Copy out the lines below word for word, from the one containing "Detect otter pup." through the one containing "26,141,108,239", with both of those lines included. Leave any pictures out of your answer.

-- Start DATA TO USE --

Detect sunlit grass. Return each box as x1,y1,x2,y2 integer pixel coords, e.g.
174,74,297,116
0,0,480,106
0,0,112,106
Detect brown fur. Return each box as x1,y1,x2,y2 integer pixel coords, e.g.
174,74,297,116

-- End DATA TO USE --
-- Start DATA TO USE --

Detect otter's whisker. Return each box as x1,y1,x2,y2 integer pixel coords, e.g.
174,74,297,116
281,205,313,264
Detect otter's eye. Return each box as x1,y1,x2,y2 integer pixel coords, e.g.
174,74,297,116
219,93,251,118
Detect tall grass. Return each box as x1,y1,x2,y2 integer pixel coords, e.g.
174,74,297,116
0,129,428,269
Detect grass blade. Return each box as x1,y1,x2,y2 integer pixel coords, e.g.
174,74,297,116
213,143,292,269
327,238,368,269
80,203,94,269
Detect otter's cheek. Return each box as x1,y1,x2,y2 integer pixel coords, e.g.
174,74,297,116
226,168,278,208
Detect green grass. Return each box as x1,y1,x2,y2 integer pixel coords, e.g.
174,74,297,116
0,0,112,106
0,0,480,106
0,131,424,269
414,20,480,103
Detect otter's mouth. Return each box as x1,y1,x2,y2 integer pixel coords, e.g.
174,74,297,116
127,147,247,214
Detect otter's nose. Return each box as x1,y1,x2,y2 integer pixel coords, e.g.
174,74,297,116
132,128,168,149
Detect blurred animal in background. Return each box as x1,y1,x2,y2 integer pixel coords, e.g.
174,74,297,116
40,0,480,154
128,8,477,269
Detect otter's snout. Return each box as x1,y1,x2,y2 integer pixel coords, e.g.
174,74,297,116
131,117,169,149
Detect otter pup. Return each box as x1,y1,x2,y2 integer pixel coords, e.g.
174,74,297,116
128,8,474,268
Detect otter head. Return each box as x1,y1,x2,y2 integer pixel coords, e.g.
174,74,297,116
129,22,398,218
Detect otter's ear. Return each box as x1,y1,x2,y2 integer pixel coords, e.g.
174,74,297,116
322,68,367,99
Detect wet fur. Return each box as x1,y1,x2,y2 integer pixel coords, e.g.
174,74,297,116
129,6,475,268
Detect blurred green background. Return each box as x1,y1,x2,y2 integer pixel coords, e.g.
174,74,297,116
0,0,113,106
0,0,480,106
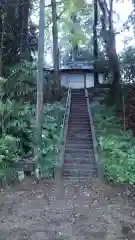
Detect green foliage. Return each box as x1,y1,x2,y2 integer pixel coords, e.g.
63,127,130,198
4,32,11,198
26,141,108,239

-- End DATA TO USE --

- _RESULT OF THE EXERCISE_:
Detect otter pup. Return each box as x1,y1,x2,y2 integer pixel coords, e.g.
174,74,297,116
128,8,474,268
Detect otter head. Return each box as x1,y1,x2,y2 integer pixel coords, e.g.
174,74,297,116
129,22,398,218
Detect otter's ear. Return each box as x1,y1,x2,y2 integer pixel coords, e.g.
174,74,297,116
322,68,367,99
Detect wet fur. Return each box as x1,y1,x2,y2 integer pixel coords, e.g.
174,74,297,116
129,6,475,268
Detect blurred green background. Return each box as x1,y1,x2,y2 integer pixel coords, e.g.
174,74,297,116
0,0,113,106
0,0,480,106
Detect green foliage. Return each box as x1,y1,x2,y2 integer pixel coords, e.g.
63,127,130,198
4,32,11,198
26,141,108,239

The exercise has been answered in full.